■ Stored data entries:
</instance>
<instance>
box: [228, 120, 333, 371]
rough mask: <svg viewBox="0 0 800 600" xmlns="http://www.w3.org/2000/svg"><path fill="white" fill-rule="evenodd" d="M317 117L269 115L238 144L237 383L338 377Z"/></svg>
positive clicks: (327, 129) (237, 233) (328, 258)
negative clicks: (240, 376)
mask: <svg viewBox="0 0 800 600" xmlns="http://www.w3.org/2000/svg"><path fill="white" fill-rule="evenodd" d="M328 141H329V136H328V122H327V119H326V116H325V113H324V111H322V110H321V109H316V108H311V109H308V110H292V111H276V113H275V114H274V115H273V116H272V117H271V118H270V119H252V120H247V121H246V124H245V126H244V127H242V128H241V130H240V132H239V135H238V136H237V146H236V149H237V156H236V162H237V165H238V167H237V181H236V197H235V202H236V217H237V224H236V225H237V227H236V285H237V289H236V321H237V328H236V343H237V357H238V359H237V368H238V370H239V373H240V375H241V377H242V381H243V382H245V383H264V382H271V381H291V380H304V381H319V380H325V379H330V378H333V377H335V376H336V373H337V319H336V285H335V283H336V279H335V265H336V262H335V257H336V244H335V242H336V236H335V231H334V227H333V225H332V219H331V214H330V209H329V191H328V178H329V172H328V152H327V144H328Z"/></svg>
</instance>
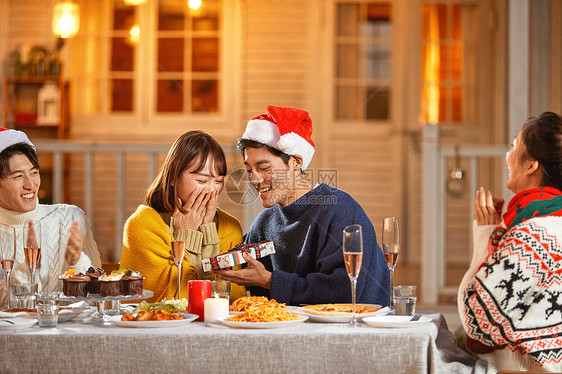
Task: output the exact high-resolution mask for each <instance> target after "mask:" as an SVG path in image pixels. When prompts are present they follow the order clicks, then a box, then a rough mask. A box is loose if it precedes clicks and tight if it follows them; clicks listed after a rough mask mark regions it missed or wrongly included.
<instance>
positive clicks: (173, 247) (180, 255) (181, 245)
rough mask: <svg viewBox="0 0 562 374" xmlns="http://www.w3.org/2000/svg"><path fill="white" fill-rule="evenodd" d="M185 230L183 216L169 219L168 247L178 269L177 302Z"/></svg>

■ WHAT TO PRODUCE:
Give all entries again verbatim, without any images.

■ FINAL ANSWER:
</instance>
<instance>
box: [228, 120, 333, 371]
rough mask: <svg viewBox="0 0 800 600" xmlns="http://www.w3.org/2000/svg"><path fill="white" fill-rule="evenodd" d="M317 117L269 115L238 144L237 383L338 377Z"/></svg>
positive clicks: (327, 129) (237, 233) (328, 258)
negative clicks: (240, 376)
mask: <svg viewBox="0 0 800 600" xmlns="http://www.w3.org/2000/svg"><path fill="white" fill-rule="evenodd" d="M328 141H329V136H328V122H327V119H326V116H325V113H324V111H322V110H321V109H316V108H311V109H308V110H292V111H276V113H275V114H274V115H273V116H272V117H271V118H270V119H252V120H247V121H246V124H245V126H244V127H242V128H241V130H240V132H239V135H238V136H237V146H236V149H237V156H236V162H237V165H238V167H237V181H236V197H235V202H236V217H237V224H236V225H237V227H236V285H237V289H236V321H237V328H236V343H237V357H238V359H237V368H238V370H239V373H240V375H241V377H242V381H243V382H245V383H264V382H271V381H291V380H304V381H319V380H325V379H330V378H333V377H335V376H336V373H337V319H336V285H335V283H336V279H335V265H336V262H335V257H336V244H335V242H336V236H335V231H334V227H333V225H332V219H331V214H330V209H329V191H328V178H329V172H328V152H327V144H328Z"/></svg>
</instance>
Task: output the exact high-resolution mask for each <instance> target after "mask:" as an SVG path in image pixels. When prompts are present they follow the order clicks, then a box, then a rough mask. A box is loose if it precedes clicks and tight if it follows them; clicks listed after a rough mask mark regions it missed or wrongly included.
<instance>
positive clicks: (173, 247) (180, 255) (181, 245)
rough mask: <svg viewBox="0 0 562 374" xmlns="http://www.w3.org/2000/svg"><path fill="white" fill-rule="evenodd" d="M185 230L183 216L169 219L168 247L178 269L177 302Z"/></svg>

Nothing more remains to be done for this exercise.